[Extracted records]
** Start **

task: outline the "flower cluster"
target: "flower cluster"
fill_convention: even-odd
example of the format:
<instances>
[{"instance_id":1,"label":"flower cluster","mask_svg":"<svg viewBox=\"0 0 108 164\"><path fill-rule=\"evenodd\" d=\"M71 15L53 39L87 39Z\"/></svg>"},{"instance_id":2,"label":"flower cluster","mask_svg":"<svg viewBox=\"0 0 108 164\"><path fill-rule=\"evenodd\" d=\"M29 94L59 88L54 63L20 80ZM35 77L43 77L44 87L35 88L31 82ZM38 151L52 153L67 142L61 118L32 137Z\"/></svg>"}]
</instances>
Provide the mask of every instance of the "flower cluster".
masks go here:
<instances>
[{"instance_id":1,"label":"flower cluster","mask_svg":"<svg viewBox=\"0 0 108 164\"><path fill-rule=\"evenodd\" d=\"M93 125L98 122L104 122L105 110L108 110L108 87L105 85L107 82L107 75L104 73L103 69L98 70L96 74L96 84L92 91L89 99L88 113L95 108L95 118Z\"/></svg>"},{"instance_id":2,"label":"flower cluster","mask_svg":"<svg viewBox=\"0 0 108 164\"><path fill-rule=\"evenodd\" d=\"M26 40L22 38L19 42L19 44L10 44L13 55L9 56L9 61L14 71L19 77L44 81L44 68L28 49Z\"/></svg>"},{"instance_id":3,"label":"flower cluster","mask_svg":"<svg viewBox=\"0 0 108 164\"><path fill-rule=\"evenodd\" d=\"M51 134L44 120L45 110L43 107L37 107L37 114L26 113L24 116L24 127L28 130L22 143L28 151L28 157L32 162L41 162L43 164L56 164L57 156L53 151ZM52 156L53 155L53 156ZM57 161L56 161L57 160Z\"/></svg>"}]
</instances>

** End **

▸ **OBJECTIVE**
Locate each line in the records above that contains the string "path", and copy all of those lines.

▸ **ANSWER TO THE EXERCISE**
[{"instance_id":1,"label":"flower cluster","mask_svg":"<svg viewBox=\"0 0 108 164\"><path fill-rule=\"evenodd\" d=\"M71 15L53 39L87 39Z\"/></svg>"},{"instance_id":2,"label":"flower cluster","mask_svg":"<svg viewBox=\"0 0 108 164\"><path fill-rule=\"evenodd\" d=\"M29 94L59 88L54 63L20 80ZM35 77L43 77L44 87L35 88L31 82ZM38 151L52 153L67 142L61 118L32 137Z\"/></svg>"}]
[{"instance_id":1,"label":"flower cluster","mask_svg":"<svg viewBox=\"0 0 108 164\"><path fill-rule=\"evenodd\" d=\"M93 125L98 122L104 122L105 110L108 110L108 87L105 85L107 82L107 75L104 73L103 69L98 70L96 74L96 84L92 91L89 99L88 113L95 108L95 118Z\"/></svg>"},{"instance_id":2,"label":"flower cluster","mask_svg":"<svg viewBox=\"0 0 108 164\"><path fill-rule=\"evenodd\" d=\"M26 40L22 38L19 42L19 44L10 44L13 55L9 56L9 61L14 71L19 77L44 81L44 68L28 49Z\"/></svg>"},{"instance_id":3,"label":"flower cluster","mask_svg":"<svg viewBox=\"0 0 108 164\"><path fill-rule=\"evenodd\" d=\"M51 134L44 120L45 110L43 107L37 107L37 114L26 113L24 116L24 127L28 130L22 143L28 151L28 157L32 162L41 162L43 164L56 164L57 156L53 151ZM52 156L53 155L53 156ZM57 161L56 161L57 160Z\"/></svg>"}]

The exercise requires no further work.